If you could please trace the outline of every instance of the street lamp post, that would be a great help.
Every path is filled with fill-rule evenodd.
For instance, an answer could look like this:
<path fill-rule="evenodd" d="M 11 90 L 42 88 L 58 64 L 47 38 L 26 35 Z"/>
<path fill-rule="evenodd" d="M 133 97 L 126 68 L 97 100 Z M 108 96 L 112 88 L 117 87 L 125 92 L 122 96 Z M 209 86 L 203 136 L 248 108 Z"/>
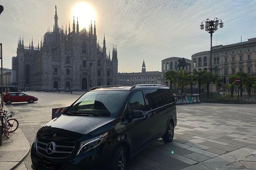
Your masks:
<path fill-rule="evenodd" d="M 200 28 L 201 30 L 203 30 L 205 28 L 205 30 L 208 32 L 210 34 L 211 36 L 211 54 L 210 57 L 210 69 L 211 73 L 212 73 L 212 70 L 215 69 L 212 68 L 212 34 L 215 32 L 215 31 L 218 30 L 218 26 L 219 25 L 219 22 L 220 22 L 220 27 L 222 28 L 223 27 L 223 23 L 221 20 L 218 19 L 217 17 L 215 17 L 213 20 L 210 21 L 209 18 L 206 19 L 206 21 L 204 21 L 201 23 L 201 24 L 200 25 Z M 203 24 L 203 22 L 205 23 L 205 26 Z"/>

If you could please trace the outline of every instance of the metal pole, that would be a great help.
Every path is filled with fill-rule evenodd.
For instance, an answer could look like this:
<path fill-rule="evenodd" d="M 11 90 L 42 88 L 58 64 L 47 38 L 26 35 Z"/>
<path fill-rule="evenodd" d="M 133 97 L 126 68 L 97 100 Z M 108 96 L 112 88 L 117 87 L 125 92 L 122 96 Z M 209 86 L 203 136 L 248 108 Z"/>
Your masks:
<path fill-rule="evenodd" d="M 2 107 L 4 107 L 4 101 L 3 100 L 3 86 L 4 85 L 4 83 L 3 82 L 3 52 L 2 52 L 2 43 L 0 43 L 0 46 L 1 46 L 1 105 Z"/>
<path fill-rule="evenodd" d="M 210 56 L 210 72 L 212 73 L 212 33 L 211 33 L 211 55 Z"/>

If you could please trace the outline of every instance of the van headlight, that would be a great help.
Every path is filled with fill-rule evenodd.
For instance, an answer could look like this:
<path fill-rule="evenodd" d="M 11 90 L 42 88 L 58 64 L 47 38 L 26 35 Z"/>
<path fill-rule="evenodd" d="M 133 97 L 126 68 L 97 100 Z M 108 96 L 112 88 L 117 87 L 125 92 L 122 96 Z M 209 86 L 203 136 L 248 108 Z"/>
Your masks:
<path fill-rule="evenodd" d="M 97 137 L 82 142 L 77 155 L 82 155 L 94 149 L 104 142 L 108 136 L 108 132 Z"/>

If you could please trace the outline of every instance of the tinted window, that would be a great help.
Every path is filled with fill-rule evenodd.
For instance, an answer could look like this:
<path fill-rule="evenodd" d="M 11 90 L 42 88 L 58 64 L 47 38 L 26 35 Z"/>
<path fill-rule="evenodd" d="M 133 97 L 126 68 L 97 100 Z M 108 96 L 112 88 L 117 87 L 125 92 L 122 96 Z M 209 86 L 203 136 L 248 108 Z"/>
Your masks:
<path fill-rule="evenodd" d="M 145 102 L 142 92 L 139 91 L 133 94 L 129 103 L 131 112 L 134 110 L 146 111 Z"/>
<path fill-rule="evenodd" d="M 161 99 L 163 96 L 160 89 L 146 90 L 146 93 L 150 110 L 154 109 L 162 106 Z"/>
<path fill-rule="evenodd" d="M 68 112 L 90 112 L 115 116 L 129 91 L 92 91 L 86 93 L 74 104 Z"/>

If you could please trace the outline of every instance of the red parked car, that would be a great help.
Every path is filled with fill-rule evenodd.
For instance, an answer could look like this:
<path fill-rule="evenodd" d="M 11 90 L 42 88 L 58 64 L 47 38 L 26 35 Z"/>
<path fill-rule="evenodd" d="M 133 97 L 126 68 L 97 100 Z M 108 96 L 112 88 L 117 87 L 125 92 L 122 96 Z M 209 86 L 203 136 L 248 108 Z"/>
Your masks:
<path fill-rule="evenodd" d="M 4 102 L 7 104 L 10 104 L 12 102 L 27 102 L 33 103 L 37 101 L 38 99 L 35 96 L 30 96 L 20 92 L 12 92 L 6 93 L 4 96 Z"/>

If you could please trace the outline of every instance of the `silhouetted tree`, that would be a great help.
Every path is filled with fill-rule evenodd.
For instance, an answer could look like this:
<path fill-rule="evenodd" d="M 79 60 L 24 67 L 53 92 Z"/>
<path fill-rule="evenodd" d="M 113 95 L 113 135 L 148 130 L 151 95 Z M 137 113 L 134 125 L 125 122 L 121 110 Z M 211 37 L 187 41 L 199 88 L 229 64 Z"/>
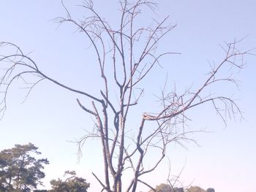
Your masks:
<path fill-rule="evenodd" d="M 0 189 L 1 191 L 31 191 L 45 177 L 42 171 L 47 158 L 31 156 L 41 154 L 33 144 L 15 145 L 15 147 L 0 152 Z"/>
<path fill-rule="evenodd" d="M 175 88 L 165 88 L 159 96 L 160 107 L 152 108 L 150 112 L 144 111 L 140 122 L 135 122 L 129 115 L 136 107 L 140 110 L 143 107 L 138 105 L 146 88 L 142 82 L 144 83 L 155 77 L 151 77 L 151 74 L 157 69 L 159 64 L 164 66 L 163 57 L 177 54 L 172 51 L 157 51 L 161 41 L 175 26 L 168 23 L 168 17 L 160 20 L 153 20 L 149 26 L 146 26 L 148 23 L 138 19 L 143 9 L 156 10 L 157 4 L 151 1 L 120 0 L 119 4 L 121 15 L 115 19 L 115 23 L 116 21 L 119 23 L 118 25 L 112 25 L 102 17 L 94 9 L 93 1 L 85 1 L 80 7 L 86 12 L 86 17 L 75 19 L 64 7 L 67 16 L 56 19 L 61 24 L 72 23 L 90 41 L 97 65 L 87 64 L 87 61 L 84 63 L 87 67 L 96 67 L 99 70 L 100 77 L 93 80 L 102 82 L 102 86 L 94 88 L 97 89 L 98 94 L 91 93 L 91 90 L 78 89 L 76 85 L 65 85 L 58 80 L 56 75 L 50 77 L 19 46 L 1 42 L 0 48 L 9 47 L 13 49 L 13 52 L 4 54 L 7 51 L 0 50 L 1 68 L 3 69 L 0 78 L 0 112 L 4 112 L 7 109 L 10 87 L 18 80 L 30 88 L 28 95 L 31 89 L 44 80 L 77 93 L 80 98 L 77 99 L 78 106 L 95 119 L 97 128 L 96 131 L 93 129 L 78 142 L 80 149 L 84 141 L 92 137 L 99 139 L 102 145 L 104 169 L 101 175 L 104 179 L 94 173 L 94 176 L 102 185 L 102 191 L 121 192 L 124 191 L 122 176 L 132 175 L 125 191 L 135 192 L 138 183 L 149 186 L 142 180 L 141 176 L 155 170 L 166 156 L 167 145 L 173 142 L 182 145 L 182 140 L 188 139 L 187 135 L 191 131 L 183 126 L 179 126 L 185 125 L 189 119 L 188 111 L 196 111 L 200 105 L 211 104 L 224 122 L 225 114 L 240 113 L 238 105 L 229 96 L 222 91 L 214 94 L 211 91 L 217 91 L 222 82 L 236 83 L 233 78 L 233 70 L 243 67 L 243 57 L 248 52 L 236 49 L 237 42 L 227 43 L 222 47 L 223 60 L 211 66 L 201 85 L 185 90 L 181 93 L 177 93 Z M 169 60 L 165 61 L 170 64 Z M 172 70 L 175 68 L 172 67 Z M 90 101 L 91 105 L 84 106 L 80 101 L 82 99 Z M 131 122 L 137 126 L 129 127 Z M 133 131 L 132 137 L 127 137 L 131 131 Z M 151 150 L 158 150 L 154 163 L 143 166 L 147 164 L 147 156 Z"/>
<path fill-rule="evenodd" d="M 52 180 L 52 187 L 49 192 L 86 192 L 90 184 L 82 177 L 78 177 L 75 171 L 66 171 L 64 176 L 67 177 L 65 180 L 61 179 Z"/>

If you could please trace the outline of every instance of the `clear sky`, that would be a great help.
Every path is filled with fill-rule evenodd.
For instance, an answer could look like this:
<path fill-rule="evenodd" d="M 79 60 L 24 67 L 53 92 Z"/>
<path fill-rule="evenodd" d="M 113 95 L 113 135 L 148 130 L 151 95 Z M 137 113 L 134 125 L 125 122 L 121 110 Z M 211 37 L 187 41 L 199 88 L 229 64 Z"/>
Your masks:
<path fill-rule="evenodd" d="M 75 15 L 86 15 L 75 6 L 80 1 L 64 1 Z M 117 1 L 108 1 L 108 4 L 94 1 L 103 17 L 113 23 L 116 22 Z M 256 47 L 254 0 L 160 0 L 158 3 L 158 11 L 147 18 L 161 19 L 170 15 L 170 23 L 177 24 L 159 47 L 181 55 L 162 61 L 163 68 L 152 74 L 154 77 L 150 86 L 146 85 L 149 91 L 145 107 L 150 107 L 148 101 L 150 104 L 156 100 L 153 93 L 159 93 L 167 74 L 169 85 L 175 82 L 180 91 L 200 85 L 209 69 L 208 61 L 217 63 L 224 56 L 219 44 L 247 37 L 239 47 Z M 91 91 L 99 85 L 97 74 L 88 66 L 93 54 L 85 37 L 76 33 L 72 25 L 57 28 L 58 24 L 52 20 L 65 15 L 61 1 L 1 1 L 0 7 L 0 41 L 14 42 L 24 52 L 32 52 L 31 57 L 42 71 L 64 83 Z M 255 61 L 255 56 L 247 56 L 246 68 L 236 74 L 241 80 L 239 91 L 225 86 L 217 90 L 219 93 L 227 90 L 229 95 L 238 99 L 244 120 L 228 120 L 225 128 L 215 112 L 198 109 L 192 114 L 190 127 L 206 128 L 211 133 L 192 136 L 200 147 L 187 143 L 187 150 L 178 146 L 170 148 L 172 173 L 178 174 L 185 164 L 180 178 L 184 185 L 193 182 L 192 185 L 214 188 L 218 192 L 256 191 Z M 64 170 L 75 169 L 91 183 L 89 191 L 98 191 L 91 172 L 100 174 L 101 161 L 95 150 L 99 146 L 95 141 L 85 145 L 78 163 L 77 146 L 69 142 L 80 138 L 93 126 L 91 119 L 77 105 L 78 96 L 45 81 L 21 104 L 25 96 L 23 90 L 18 88 L 21 86 L 18 83 L 13 86 L 7 110 L 0 121 L 0 150 L 15 144 L 32 142 L 50 161 L 45 168 L 47 186 L 50 180 L 61 177 Z M 166 164 L 167 161 L 161 164 L 154 177 L 148 178 L 152 185 L 165 182 Z"/>

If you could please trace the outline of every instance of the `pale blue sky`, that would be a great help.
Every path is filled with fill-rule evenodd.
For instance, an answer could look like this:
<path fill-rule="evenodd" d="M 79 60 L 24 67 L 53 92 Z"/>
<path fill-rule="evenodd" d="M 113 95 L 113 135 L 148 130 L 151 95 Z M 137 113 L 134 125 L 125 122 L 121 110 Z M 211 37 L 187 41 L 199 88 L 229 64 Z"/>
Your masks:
....
AIM OF THE EXERCISE: Could you write out the lines between the one holding "window, that would be a great help." and the one holding "145 102 L 142", inclusive, exactly as they appear?

SOLUTION:
If you could please trace the outline of every instance of the tinted window, that would be a great help.
Every path is filled with fill-rule evenodd.
For instance, an answer could look like this:
<path fill-rule="evenodd" d="M 11 90 L 42 88 L 58 64 L 47 38 L 26 35 Z"/>
<path fill-rule="evenodd" d="M 133 97 L 126 68 L 97 100 Z M 108 96 L 112 88 L 117 87 L 125 92 L 122 96 Z M 209 86 L 203 136 L 248 108 Z"/>
Your masks:
<path fill-rule="evenodd" d="M 145 102 L 142 92 L 139 91 L 133 94 L 129 103 L 131 112 L 134 110 L 146 111 Z"/>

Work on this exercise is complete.